Instrução dada:
Reescreva as linhas dos itens abaixo, começando na que contém "Place one point on every instance of the white cloud" e terminando na que contém "[(280, 172), (243, 107), (252, 129)]", com os pedidos incluídos. Some 27 a cada valor de coordenada nas respostas.

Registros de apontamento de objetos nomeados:
● ● ● ●
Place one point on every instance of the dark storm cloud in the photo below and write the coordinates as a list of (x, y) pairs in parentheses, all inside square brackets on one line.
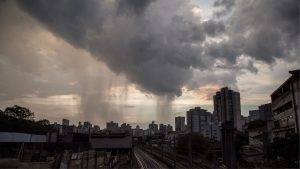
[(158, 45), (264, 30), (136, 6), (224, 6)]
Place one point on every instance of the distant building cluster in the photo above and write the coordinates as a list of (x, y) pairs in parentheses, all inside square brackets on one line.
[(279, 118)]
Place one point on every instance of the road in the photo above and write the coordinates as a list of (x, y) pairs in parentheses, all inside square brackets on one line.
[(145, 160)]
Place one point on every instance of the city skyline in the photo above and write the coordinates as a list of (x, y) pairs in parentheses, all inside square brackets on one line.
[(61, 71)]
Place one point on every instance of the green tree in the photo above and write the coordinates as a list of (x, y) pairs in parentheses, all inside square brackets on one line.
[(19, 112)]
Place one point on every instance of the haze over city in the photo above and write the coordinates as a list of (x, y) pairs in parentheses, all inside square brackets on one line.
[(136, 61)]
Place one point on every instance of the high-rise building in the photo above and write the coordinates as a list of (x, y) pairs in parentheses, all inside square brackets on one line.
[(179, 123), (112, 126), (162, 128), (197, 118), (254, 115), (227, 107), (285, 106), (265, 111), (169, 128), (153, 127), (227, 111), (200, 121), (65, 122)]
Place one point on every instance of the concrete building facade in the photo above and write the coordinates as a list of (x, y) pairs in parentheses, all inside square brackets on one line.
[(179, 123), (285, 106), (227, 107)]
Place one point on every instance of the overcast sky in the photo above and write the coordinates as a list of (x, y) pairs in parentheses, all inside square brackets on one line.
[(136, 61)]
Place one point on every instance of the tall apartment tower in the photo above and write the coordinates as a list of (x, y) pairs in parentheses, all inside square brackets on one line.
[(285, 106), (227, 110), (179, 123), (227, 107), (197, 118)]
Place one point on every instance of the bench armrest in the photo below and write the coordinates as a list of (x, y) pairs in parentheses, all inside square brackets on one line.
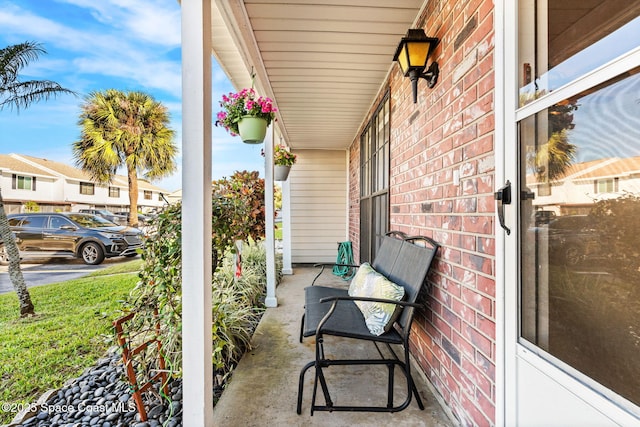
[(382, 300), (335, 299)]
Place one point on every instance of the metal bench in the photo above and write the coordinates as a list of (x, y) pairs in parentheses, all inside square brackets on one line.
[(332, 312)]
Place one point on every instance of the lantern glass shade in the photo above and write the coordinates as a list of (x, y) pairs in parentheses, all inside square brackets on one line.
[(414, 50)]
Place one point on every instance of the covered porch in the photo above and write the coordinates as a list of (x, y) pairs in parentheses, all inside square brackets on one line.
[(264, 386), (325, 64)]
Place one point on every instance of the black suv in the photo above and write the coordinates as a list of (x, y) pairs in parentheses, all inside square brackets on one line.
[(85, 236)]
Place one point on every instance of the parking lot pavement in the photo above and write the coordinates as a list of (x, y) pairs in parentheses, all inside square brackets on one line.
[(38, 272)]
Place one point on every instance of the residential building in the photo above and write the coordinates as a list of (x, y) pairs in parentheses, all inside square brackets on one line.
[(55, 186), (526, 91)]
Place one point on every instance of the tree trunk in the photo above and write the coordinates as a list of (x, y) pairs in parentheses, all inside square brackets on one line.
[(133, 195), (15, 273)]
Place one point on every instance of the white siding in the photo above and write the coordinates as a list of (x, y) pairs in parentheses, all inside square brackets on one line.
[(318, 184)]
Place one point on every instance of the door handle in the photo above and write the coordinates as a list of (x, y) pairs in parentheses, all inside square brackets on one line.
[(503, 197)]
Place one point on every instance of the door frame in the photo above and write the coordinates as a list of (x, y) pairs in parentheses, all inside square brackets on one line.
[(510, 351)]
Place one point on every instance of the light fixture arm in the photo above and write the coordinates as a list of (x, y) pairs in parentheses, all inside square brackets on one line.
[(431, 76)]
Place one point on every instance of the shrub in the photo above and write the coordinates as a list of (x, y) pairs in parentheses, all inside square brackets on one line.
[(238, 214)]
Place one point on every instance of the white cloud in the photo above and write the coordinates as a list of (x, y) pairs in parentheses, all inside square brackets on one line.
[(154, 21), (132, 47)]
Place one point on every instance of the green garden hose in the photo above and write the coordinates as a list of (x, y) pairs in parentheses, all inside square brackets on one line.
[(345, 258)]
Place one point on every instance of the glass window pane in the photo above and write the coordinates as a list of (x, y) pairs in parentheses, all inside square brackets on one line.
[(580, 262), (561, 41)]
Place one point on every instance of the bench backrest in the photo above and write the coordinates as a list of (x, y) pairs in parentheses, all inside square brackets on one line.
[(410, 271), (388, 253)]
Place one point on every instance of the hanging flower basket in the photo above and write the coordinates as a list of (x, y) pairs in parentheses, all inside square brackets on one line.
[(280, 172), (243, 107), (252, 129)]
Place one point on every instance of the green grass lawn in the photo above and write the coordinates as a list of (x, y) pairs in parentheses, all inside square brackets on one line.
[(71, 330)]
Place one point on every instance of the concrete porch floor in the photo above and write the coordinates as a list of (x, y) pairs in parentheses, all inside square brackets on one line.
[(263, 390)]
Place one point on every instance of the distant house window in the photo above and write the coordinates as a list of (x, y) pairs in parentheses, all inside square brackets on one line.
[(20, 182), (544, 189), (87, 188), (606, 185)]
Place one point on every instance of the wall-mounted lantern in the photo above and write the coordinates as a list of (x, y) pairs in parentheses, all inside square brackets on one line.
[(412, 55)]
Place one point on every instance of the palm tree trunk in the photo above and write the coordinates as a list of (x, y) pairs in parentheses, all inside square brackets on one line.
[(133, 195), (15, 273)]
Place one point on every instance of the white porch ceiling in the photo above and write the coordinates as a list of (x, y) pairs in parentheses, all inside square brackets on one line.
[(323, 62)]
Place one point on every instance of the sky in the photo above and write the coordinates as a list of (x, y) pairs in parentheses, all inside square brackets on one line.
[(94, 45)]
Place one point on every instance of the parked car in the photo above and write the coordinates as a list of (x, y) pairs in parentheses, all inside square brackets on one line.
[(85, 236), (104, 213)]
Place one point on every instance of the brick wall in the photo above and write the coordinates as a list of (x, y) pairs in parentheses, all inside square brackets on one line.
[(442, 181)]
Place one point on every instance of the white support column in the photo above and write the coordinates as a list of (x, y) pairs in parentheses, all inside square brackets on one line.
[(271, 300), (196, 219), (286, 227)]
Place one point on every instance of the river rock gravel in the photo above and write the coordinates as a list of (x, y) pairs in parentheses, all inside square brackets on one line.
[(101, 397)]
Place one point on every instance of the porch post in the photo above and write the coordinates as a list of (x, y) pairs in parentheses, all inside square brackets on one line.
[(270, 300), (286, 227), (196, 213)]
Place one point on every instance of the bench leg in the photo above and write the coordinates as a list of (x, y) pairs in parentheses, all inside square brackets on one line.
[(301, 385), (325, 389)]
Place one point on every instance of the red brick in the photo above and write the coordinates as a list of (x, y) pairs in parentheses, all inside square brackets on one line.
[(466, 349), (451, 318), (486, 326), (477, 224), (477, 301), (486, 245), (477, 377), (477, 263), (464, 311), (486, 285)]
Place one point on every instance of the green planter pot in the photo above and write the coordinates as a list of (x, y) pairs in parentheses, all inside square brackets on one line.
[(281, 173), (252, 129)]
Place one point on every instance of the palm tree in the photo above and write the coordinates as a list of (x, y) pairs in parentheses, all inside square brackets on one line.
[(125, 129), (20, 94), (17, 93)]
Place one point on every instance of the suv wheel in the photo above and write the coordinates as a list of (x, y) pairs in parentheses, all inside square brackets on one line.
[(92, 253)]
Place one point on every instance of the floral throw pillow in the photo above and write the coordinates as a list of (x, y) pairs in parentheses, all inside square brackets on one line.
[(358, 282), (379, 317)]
● ● ● ●
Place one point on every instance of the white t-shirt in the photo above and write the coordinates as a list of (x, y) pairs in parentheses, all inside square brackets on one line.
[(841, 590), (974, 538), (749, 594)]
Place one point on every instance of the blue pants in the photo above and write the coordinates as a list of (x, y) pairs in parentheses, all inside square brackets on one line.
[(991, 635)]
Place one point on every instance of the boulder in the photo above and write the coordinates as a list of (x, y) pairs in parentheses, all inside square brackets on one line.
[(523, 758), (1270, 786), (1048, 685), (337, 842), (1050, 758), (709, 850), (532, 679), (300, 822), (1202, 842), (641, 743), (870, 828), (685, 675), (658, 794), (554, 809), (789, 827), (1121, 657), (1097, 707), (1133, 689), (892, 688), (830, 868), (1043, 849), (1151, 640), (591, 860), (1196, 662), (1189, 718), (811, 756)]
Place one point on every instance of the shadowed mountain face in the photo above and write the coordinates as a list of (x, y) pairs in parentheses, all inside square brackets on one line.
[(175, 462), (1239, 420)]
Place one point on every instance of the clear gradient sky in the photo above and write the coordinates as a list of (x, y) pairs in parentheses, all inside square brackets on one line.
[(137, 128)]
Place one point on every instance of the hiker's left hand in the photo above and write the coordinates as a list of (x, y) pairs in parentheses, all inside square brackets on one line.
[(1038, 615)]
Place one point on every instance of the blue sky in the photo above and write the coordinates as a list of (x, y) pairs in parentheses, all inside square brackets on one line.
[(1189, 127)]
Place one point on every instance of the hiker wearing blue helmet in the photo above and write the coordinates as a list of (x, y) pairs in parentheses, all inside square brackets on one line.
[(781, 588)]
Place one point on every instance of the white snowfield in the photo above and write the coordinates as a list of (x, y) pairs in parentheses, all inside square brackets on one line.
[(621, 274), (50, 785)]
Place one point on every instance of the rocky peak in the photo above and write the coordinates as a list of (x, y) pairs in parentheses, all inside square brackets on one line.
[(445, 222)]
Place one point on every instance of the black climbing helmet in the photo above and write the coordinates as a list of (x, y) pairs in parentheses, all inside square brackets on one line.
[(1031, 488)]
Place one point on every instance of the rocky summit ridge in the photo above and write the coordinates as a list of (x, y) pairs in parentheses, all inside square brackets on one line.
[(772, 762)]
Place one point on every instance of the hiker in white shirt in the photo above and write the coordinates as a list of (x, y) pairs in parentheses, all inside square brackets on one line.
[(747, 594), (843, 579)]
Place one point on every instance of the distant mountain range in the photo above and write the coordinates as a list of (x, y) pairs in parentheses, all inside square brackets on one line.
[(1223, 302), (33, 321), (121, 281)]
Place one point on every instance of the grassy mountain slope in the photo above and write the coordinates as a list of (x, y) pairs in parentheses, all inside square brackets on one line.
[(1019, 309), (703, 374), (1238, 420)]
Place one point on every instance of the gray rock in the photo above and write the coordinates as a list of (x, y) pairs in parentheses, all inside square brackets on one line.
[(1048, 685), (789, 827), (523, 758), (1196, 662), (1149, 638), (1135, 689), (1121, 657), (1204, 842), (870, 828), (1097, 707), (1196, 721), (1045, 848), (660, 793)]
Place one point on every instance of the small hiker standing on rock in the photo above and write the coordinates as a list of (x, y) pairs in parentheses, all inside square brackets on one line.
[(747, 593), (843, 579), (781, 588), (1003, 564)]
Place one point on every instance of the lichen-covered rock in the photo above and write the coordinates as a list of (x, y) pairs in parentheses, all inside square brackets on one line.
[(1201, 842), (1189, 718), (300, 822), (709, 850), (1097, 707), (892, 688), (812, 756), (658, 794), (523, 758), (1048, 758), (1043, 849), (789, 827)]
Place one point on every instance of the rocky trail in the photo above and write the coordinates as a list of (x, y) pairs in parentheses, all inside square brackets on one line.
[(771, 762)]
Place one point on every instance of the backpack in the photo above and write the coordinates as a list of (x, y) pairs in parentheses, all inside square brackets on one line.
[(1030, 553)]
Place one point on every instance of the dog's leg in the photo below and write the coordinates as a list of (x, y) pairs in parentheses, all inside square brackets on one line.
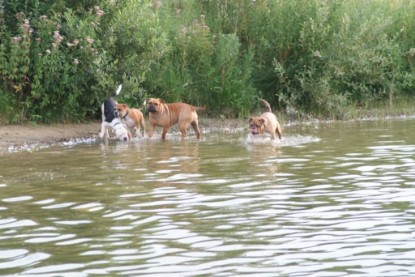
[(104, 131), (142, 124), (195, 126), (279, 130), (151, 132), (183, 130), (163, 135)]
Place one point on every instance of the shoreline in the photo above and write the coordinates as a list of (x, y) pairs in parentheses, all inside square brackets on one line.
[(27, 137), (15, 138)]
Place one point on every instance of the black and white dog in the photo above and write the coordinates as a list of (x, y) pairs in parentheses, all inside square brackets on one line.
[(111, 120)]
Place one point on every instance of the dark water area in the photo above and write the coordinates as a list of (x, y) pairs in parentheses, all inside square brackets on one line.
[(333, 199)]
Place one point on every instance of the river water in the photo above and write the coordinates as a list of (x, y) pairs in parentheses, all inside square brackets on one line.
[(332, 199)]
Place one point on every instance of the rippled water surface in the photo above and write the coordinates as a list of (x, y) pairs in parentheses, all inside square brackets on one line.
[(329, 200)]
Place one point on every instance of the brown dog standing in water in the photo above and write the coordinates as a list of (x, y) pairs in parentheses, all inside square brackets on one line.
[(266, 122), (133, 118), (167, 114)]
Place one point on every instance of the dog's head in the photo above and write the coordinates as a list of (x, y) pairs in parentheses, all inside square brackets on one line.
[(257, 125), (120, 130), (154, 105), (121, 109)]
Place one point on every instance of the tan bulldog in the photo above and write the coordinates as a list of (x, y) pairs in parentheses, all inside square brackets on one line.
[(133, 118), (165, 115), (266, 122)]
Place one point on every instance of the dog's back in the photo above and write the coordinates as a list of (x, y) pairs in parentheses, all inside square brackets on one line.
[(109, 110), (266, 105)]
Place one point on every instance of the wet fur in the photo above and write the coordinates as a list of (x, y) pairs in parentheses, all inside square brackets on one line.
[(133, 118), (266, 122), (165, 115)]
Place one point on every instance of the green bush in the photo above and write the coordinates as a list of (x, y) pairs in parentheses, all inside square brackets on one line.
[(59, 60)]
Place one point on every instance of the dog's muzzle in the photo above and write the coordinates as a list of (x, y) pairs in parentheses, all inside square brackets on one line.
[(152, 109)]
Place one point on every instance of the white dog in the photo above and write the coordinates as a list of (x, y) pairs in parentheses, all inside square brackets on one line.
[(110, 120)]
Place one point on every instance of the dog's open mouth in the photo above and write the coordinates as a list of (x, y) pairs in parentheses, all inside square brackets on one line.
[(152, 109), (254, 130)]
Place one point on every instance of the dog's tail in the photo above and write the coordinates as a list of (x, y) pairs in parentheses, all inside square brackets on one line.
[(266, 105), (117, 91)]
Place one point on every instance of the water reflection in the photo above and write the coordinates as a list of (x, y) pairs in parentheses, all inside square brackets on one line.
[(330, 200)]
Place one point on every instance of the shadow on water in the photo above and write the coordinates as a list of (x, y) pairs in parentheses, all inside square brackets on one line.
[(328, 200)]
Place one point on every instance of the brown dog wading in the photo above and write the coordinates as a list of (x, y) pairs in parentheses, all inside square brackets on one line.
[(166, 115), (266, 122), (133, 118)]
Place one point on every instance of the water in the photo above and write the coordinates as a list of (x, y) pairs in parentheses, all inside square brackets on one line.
● ● ● ●
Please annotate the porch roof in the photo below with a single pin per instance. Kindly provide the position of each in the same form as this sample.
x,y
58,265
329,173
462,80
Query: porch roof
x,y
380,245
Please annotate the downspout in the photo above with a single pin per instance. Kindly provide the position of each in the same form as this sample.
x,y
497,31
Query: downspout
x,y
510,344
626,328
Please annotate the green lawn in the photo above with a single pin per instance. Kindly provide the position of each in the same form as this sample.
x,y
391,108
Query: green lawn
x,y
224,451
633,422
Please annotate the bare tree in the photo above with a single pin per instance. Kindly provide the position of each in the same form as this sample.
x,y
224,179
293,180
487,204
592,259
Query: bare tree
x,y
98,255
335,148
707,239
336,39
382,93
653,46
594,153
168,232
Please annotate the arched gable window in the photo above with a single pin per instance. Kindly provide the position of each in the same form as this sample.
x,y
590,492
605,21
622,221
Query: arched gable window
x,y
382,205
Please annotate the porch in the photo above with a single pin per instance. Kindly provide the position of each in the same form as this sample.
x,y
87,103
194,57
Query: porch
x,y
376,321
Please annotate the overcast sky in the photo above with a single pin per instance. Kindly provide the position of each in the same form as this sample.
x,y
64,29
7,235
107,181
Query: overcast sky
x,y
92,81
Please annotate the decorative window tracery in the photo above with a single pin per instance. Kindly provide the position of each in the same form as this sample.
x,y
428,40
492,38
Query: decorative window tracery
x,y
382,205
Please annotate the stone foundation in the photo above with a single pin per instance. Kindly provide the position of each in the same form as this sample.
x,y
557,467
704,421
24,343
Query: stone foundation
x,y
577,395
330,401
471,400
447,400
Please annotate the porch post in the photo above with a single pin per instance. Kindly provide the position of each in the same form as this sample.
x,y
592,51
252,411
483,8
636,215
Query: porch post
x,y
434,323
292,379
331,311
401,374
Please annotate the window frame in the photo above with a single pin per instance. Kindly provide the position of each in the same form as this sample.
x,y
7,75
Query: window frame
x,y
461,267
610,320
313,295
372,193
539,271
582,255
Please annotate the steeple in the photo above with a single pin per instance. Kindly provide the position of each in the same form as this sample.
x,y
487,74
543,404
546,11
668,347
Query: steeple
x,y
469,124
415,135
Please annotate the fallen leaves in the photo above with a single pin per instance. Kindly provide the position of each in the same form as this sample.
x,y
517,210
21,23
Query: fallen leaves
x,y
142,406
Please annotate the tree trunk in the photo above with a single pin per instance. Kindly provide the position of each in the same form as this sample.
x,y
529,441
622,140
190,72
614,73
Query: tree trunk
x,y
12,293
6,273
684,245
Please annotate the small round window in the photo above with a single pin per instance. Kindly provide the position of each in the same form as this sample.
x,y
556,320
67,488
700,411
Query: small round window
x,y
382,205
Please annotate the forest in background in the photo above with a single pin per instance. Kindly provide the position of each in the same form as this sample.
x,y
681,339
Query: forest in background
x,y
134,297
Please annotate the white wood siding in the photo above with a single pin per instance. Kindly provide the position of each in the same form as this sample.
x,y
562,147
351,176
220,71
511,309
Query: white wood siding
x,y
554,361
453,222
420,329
● ● ● ●
Resposta da tarefa:
Place one point on every instance of the white cloud in the photo above and write the coordinates as a list of (x, y) pairs in parentheses, all inside square brackets on one line.
[(181, 48), (159, 74)]
Place one point on every instance of the green garden hose in the photo above and write the coordinates as a list of (x, y) pairs in parentheses, all inside square brackets on one line.
[(372, 285)]
Place one point on every instance of the glass window pane in the photo above and write the coordinates as a list of (x, y) pairs in parentheses, all inside square brackets on one line.
[(607, 289), (588, 68)]
Place one point on every instance of the bench backrest in the photo above and write the coordinates as a list of (x, y) pairs in parentheses, all inside square brackets on one line.
[(437, 298), (415, 280)]
Place one point on every instance of the hanging flower basket in the photo above and write the coordinates as a list of (x, y) pairs in parentheses, all inside square brackets on one line.
[(307, 199), (270, 134), (279, 156)]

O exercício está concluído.